** Using the information **
a) List the article titles that the blogging strategy text suggests for a pizza business.
b) Reproduce the part of the blogging strategy text between "So let’s talk" and "in the long-term.", inclusive.

** Exercise passage **
******************************

Newspapers

If your blog is small, trying to get on the bandwagon of some major current event might be a waste of your time.

Take the COVID-19 pandemic, for example. There was so much content published about COVID-19 by so many people that your tiny article would simply be drowned in the torrent. Attempting to leverage some major global event for your content is never a good strategy for companies with small blogs.

It is a decent strategy for companies with plenty of subscribers, providing the information you’re writing about is of use to them. Writing about current events might very well increase your clickthrough rate for regular readers.

If you’re small, your best option is to write about it in a general form and then only mention the event in passing.

The best SEO strategy for small blogs is to focus on long-term traffic

You won’t get sudden spikes in traffic because of one article if your blog is small — you just won’t. A newspaper or a company with a million newsletter subscribers works differently. They already have channels on which their communication travels. Within seconds of publishing something, people are reading it and sharing it, writing their own blog posts about it, referencing the original article with links of their own.

All that sharing and linking is the very stuff of which SEO juice is made — and the article goes viral.

This simply isn’t going to happen with your small blog. And, if you do see a sudden spike in traffic, it’ll likely die down quickly and bring you little return.

The best SEO strategy for a small business is to focus on long-term visits, on building links slowly and over time. If the article you write covers the topic generally, then it will never go stale.

Examples of how to cover the COVID-19 pandemic generally

So let’s talk about the pandemic and how you could write about it within your niche, and write about it in such a way that the information would never go stale and would have value for people in the long-term.

The trick is to write what you know, which is the first rule of good writing, whether that writing is fiction or non-fiction. So, let’s imagine your business is selling flowers. Here are some articles you could write, leveraging the current event, and which would stay useful in the long-term:

  • How to Find Fresh Flowers during a Lockdown
  • Ingenious Ways to Deliver Bouquets When All Businesses Are Closed
  • Can’t Find Flowers Because All Florists Are Closed? Do This Instead.

Let’s say you run a pizza business. You could write articles such as:

  • How to Turn Your Home into a Fine Pizza Restaurant during a Lockdown
  • 3 Tips to Make Your Pizza Taste like One of Ours during a Lockdown
  • Missing Our Pizza? Dine Virtually with Us Using Zoom!

There are so many potential angles for each of the suggested articles above, not to mention new business opportunities that you might’ve never thought of before.

Dining virtually using Zoom? My goodness — the possibilities are endless! You could offer this service moving forward and even charge for it. Cook with them in the kitchen? Offer a virtual server who is entertaining and funny and speaks with an accent? So many ideas, so many opportunities, turning lemons into lemonade.

******************************

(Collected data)
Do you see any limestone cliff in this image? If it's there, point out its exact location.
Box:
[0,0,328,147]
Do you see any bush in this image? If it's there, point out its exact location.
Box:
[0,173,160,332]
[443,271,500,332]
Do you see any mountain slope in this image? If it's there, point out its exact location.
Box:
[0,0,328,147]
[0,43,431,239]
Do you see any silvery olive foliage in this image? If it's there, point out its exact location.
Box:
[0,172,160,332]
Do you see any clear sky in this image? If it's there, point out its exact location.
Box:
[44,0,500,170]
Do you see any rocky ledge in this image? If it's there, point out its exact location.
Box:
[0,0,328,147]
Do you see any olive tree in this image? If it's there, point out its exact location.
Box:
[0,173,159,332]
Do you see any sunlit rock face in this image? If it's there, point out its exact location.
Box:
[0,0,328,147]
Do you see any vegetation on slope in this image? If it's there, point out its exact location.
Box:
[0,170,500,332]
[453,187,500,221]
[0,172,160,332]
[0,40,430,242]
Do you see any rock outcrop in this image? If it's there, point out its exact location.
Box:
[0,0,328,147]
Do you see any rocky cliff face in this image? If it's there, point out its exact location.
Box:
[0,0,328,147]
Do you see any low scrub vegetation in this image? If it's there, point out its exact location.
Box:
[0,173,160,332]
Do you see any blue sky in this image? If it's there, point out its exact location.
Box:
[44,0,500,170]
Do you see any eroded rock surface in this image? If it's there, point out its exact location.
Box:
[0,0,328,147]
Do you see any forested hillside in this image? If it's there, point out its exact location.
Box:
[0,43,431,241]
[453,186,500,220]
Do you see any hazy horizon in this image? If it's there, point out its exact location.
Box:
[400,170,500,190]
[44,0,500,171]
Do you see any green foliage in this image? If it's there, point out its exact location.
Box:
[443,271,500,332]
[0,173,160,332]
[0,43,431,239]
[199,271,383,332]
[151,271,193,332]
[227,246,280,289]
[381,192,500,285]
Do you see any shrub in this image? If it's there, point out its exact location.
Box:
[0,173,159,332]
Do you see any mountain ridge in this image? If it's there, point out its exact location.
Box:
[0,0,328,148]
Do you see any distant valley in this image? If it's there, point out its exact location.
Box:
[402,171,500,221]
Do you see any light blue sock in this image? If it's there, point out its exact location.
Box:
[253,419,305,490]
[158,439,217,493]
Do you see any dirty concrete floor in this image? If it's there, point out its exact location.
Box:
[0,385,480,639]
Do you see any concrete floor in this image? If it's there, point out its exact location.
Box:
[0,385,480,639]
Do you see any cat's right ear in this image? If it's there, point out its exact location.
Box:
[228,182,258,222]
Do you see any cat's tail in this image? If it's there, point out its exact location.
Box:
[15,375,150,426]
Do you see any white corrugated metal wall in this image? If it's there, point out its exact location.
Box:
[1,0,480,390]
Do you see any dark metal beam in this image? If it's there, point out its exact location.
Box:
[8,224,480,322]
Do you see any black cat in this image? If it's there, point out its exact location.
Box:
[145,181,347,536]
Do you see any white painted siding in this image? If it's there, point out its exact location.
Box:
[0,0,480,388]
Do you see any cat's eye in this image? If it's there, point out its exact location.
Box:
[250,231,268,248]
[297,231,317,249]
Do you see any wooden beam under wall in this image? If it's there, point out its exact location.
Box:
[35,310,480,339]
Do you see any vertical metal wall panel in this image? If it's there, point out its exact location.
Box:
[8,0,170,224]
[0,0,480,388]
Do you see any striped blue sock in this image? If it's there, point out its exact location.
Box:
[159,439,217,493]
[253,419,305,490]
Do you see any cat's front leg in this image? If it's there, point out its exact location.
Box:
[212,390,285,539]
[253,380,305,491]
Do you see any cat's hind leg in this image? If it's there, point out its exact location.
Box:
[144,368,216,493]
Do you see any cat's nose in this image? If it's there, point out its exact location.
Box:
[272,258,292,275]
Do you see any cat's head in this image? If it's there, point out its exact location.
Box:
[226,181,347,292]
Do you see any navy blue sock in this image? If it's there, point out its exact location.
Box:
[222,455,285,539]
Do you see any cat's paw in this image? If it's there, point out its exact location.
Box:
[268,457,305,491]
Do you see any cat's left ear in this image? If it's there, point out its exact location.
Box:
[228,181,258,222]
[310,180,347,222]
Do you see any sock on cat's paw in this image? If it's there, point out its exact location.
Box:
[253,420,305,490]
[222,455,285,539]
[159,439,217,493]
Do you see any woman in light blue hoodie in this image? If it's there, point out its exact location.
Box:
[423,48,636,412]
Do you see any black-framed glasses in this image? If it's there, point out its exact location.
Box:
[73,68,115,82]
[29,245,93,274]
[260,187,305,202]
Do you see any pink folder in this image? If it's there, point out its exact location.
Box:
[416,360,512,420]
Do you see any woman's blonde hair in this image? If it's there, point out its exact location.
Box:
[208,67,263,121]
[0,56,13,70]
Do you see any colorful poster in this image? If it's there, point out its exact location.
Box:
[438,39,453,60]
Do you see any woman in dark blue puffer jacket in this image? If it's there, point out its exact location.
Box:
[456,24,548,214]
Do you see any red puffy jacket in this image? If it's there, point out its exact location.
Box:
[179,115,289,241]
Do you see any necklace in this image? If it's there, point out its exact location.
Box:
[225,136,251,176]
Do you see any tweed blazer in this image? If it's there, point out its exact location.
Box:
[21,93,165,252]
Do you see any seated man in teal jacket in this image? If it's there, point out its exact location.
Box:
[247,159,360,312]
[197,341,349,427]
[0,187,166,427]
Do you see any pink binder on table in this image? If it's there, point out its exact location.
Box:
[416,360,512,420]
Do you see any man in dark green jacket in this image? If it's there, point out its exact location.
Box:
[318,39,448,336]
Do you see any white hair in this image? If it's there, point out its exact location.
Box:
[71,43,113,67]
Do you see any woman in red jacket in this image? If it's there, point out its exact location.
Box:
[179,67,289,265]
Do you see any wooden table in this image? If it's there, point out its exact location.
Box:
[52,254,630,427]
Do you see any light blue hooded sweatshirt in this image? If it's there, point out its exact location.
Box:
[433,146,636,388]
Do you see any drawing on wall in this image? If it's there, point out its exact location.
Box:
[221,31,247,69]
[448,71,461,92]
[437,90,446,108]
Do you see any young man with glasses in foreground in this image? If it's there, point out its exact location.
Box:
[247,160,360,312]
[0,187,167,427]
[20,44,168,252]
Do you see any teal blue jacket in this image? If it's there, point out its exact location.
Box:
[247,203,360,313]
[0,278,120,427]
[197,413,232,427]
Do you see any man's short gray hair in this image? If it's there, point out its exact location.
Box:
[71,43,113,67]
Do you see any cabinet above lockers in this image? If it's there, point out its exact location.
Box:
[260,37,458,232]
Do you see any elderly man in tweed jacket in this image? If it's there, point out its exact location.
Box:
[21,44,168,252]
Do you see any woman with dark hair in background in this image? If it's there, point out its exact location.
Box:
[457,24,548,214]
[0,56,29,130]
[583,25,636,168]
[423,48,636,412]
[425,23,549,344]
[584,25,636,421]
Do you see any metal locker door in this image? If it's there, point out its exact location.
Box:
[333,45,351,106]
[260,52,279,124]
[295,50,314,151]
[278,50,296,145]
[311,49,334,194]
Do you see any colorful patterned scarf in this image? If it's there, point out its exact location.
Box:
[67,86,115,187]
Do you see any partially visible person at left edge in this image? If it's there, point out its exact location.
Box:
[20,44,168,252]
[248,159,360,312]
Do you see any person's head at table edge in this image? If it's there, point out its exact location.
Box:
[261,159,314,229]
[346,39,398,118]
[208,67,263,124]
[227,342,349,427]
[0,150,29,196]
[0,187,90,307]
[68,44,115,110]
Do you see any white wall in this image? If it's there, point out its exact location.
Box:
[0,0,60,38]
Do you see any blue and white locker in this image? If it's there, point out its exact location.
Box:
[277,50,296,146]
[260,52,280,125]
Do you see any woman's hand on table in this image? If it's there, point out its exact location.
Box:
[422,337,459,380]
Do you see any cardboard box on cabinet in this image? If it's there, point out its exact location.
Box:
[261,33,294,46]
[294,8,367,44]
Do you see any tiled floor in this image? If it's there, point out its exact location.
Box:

******************************

** Responses per task **
a)
How to Turn Your Home into a Fine Pizza Restaurant during a Lockdown
3 Tips to Make Your Pizza Taste like One of Ours during a Lockdown
Missing Our Pizza? Dine Virtually with Us Using Zoom!

b)
So let’s talk about the pandemic and how you could write about it within your niche, and write about it in such a way that the information would never go stale and would have value for people in the long-term.